▸ **What is being asked**
Copy out the rows below, swapping "that would be a great help to me" for "I would appreciate it" wherever it occurs and leaving every other part unchanged.

A block of data:
+++

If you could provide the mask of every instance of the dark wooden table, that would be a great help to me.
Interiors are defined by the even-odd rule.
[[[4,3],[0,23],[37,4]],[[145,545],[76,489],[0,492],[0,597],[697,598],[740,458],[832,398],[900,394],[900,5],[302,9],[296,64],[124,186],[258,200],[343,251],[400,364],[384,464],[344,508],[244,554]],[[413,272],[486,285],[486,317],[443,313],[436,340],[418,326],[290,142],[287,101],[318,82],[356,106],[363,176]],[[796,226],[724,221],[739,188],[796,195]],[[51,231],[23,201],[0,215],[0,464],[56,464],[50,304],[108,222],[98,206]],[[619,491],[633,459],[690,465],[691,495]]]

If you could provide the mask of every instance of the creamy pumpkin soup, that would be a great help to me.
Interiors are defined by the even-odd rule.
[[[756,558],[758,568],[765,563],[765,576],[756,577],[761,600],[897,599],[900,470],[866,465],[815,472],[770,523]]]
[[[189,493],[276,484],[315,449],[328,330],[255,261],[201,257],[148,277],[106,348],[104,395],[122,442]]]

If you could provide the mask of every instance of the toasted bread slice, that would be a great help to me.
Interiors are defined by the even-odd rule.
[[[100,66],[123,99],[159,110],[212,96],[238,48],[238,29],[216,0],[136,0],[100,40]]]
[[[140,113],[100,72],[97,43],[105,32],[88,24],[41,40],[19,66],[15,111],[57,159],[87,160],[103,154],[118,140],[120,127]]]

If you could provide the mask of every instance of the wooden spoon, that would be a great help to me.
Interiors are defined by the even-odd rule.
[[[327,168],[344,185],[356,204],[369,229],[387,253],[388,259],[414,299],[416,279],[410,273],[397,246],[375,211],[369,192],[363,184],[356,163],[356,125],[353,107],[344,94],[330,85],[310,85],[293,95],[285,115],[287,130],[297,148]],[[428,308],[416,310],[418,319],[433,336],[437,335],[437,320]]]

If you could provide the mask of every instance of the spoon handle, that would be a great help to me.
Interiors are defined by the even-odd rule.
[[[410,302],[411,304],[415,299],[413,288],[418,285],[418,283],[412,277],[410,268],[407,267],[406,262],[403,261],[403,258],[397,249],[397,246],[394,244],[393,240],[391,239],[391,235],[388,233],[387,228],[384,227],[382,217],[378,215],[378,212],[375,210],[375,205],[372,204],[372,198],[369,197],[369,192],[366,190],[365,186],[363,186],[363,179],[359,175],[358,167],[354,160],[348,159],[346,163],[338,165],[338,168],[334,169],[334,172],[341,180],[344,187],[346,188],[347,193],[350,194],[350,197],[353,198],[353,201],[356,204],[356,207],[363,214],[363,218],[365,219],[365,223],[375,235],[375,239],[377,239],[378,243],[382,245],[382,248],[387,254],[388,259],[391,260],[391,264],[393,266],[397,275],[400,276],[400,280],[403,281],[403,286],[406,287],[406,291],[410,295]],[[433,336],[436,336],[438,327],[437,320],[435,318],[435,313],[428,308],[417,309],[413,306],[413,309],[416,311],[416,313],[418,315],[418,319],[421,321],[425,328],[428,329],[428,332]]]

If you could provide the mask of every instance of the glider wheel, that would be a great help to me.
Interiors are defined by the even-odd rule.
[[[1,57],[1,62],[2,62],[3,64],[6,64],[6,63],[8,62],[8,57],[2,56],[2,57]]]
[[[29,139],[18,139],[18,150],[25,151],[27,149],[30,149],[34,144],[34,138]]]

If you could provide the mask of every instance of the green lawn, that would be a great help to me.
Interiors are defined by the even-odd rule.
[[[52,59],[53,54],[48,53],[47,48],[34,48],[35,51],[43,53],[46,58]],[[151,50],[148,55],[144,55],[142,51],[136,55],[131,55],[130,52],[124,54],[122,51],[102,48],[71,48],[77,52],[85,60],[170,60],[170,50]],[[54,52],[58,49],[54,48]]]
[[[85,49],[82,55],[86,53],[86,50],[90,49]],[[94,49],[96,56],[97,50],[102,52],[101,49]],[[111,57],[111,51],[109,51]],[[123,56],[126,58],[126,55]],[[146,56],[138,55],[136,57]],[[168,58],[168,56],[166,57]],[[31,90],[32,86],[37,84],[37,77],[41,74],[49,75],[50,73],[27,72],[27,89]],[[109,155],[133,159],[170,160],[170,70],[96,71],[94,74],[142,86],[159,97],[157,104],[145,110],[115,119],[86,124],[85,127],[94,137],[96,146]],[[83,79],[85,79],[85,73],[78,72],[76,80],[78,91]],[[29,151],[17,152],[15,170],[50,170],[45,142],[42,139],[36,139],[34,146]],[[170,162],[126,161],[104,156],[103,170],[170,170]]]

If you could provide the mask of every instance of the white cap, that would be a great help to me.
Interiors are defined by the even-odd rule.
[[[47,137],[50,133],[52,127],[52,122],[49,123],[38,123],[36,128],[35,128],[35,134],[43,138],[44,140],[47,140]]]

+++

▸ **Exercise result**
If you could provide the mask of every instance of the dark wooden table, I would appreciate it.
Interiors are defined by the even-odd rule.
[[[4,3],[0,23],[37,4]],[[145,545],[76,489],[0,492],[0,597],[697,598],[740,458],[832,398],[900,394],[900,5],[302,9],[296,64],[124,186],[258,200],[343,251],[400,364],[384,464],[344,508],[244,554]],[[413,272],[486,285],[486,317],[443,313],[436,340],[418,326],[290,142],[287,101],[318,82],[356,106],[363,176]],[[796,226],[724,221],[739,188],[796,195]],[[51,231],[23,201],[0,215],[0,464],[56,464],[50,304],[108,222],[98,206]],[[619,491],[633,459],[690,465],[691,495]]]

If you could provide the mask of every instance of the creamy pumpkin soup, I would appreciate it.
Interiors are defined by the even-odd rule.
[[[756,558],[758,568],[765,563],[765,576],[756,577],[761,600],[897,599],[900,470],[866,465],[815,472],[770,523]]]
[[[189,493],[276,484],[315,449],[328,330],[255,261],[201,257],[148,277],[106,348],[104,395],[122,442]]]

If you could provide the mask of every instance of the toasted bread slice, I would appreciate it.
Interiors are defined by the even-odd rule.
[[[100,66],[123,99],[159,110],[212,96],[238,48],[238,29],[216,0],[136,0],[100,40]]]
[[[140,113],[100,72],[97,43],[105,32],[88,24],[41,40],[19,66],[15,111],[57,159],[87,160],[103,154],[118,140],[120,127]]]

If you could provide the mask of every instance of the wooden spoon, I would appreciate it.
Interiors are defined by the even-odd rule.
[[[327,168],[344,185],[356,204],[369,229],[387,253],[388,259],[414,299],[416,279],[410,273],[397,246],[375,211],[369,192],[363,184],[356,163],[356,125],[353,107],[344,94],[330,85],[310,85],[293,95],[285,115],[287,130],[297,148]],[[428,308],[416,310],[418,319],[433,336],[437,335],[437,320]]]

If you could provide the mask of every instance of the spoon handle, I would appreciate it.
Interiors are defined by the even-odd rule.
[[[410,302],[411,304],[415,299],[413,288],[418,285],[418,283],[412,277],[410,268],[407,267],[406,262],[403,261],[403,258],[397,249],[397,246],[394,244],[393,240],[391,239],[391,235],[388,233],[387,228],[384,227],[382,217],[378,215],[378,212],[375,210],[375,205],[372,204],[372,198],[369,197],[369,192],[366,190],[365,186],[363,186],[363,179],[359,175],[358,167],[354,160],[348,159],[346,163],[338,165],[338,168],[334,169],[334,172],[341,180],[344,187],[346,188],[347,193],[350,194],[350,197],[353,198],[353,201],[356,204],[356,207],[363,214],[363,218],[365,219],[365,223],[375,235],[375,239],[377,239],[378,243],[382,245],[382,248],[387,254],[388,259],[391,260],[391,264],[393,266],[397,275],[400,276],[400,280],[403,281],[403,286],[406,287],[406,291],[410,295]],[[433,336],[436,336],[438,327],[437,320],[435,318],[435,313],[428,308],[417,309],[413,306],[413,309],[416,311],[416,313],[418,315],[418,319],[421,321],[425,328],[428,329],[428,332]]]

If you could provide the mask of every instance of the glider wheel, I would appreciate it.
Interiors are defined by the even-odd rule.
[[[1,57],[1,62],[2,62],[3,64],[6,64],[6,63],[8,62],[8,57],[2,56],[2,57]]]
[[[29,139],[18,139],[18,150],[25,151],[27,149],[30,149],[34,144],[34,138]]]

If you could provide the mask of every instance of the green lawn, I would appreciate it.
Interiors are defined by the even-odd rule.
[[[52,59],[53,54],[48,53],[47,48],[34,48],[35,51],[43,53],[46,58]],[[151,50],[148,55],[144,55],[142,51],[136,55],[131,55],[130,52],[124,54],[122,51],[102,48],[71,48],[77,52],[85,60],[170,60],[170,50]],[[54,52],[58,49],[54,48]]]
[[[85,49],[82,55],[86,53],[86,50],[90,49]],[[94,49],[96,56],[97,50],[102,52],[101,49]],[[111,57],[111,51],[109,51]],[[123,56],[126,58],[126,55]],[[146,56],[138,55],[136,57]],[[168,58],[168,56],[166,57]],[[31,90],[32,86],[37,84],[37,77],[41,74],[49,75],[50,73],[27,72],[27,89]],[[109,155],[133,159],[170,160],[170,70],[96,71],[94,74],[142,86],[159,97],[157,104],[145,110],[115,119],[86,124],[85,127],[94,137],[96,146]],[[83,79],[85,79],[85,73],[78,72],[76,80],[78,91]],[[29,151],[17,152],[15,170],[50,170],[45,142],[42,139],[36,139],[34,146]],[[170,162],[126,161],[104,156],[103,170],[170,170]]]

If you could provide the mask of every instance of the white cap, I would appreciate it.
Interiors are defined by the even-odd rule.
[[[47,137],[50,133],[52,127],[52,122],[49,123],[38,123],[36,128],[35,128],[35,134],[43,138],[44,140],[47,140]]]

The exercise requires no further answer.